## Provided data
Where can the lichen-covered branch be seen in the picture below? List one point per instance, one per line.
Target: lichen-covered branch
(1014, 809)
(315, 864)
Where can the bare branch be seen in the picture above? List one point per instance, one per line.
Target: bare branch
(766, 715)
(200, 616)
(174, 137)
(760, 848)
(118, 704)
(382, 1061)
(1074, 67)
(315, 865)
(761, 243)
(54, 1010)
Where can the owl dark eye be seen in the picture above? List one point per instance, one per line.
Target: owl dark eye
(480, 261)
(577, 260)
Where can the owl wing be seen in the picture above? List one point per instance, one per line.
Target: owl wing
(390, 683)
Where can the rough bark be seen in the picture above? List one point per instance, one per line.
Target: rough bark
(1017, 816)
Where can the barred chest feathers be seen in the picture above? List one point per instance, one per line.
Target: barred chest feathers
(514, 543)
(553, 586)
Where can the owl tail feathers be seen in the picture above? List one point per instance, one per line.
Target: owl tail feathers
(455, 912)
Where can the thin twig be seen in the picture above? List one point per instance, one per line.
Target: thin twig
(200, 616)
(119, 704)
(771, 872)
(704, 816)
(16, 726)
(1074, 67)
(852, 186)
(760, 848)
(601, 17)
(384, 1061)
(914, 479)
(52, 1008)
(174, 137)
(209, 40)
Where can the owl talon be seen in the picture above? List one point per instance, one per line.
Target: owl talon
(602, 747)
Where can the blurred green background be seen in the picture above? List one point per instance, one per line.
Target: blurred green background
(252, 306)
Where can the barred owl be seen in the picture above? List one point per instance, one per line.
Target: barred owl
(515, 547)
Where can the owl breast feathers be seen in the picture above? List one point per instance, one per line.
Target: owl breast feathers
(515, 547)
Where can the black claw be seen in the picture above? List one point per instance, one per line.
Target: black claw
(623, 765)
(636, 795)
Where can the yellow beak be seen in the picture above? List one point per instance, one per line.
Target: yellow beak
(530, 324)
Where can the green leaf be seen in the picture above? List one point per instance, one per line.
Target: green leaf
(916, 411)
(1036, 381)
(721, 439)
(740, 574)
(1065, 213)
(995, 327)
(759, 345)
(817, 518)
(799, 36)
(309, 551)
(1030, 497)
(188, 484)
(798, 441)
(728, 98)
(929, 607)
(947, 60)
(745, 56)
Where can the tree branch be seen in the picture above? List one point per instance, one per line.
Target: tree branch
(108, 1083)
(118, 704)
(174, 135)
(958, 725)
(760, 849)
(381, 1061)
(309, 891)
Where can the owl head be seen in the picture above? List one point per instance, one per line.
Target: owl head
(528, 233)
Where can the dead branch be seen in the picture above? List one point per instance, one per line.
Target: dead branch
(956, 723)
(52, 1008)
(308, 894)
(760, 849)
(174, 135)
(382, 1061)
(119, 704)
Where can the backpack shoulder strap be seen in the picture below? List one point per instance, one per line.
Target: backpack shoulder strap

## Task prompt
Each line in the material with "below" in it must be reported.

## Result for this task
Where can the lichen-covered branch be seen in the picture below? List one point per instance, one per line.
Where can the backpack shoulder strap be seen in the picture below? List one point per instance, one per line.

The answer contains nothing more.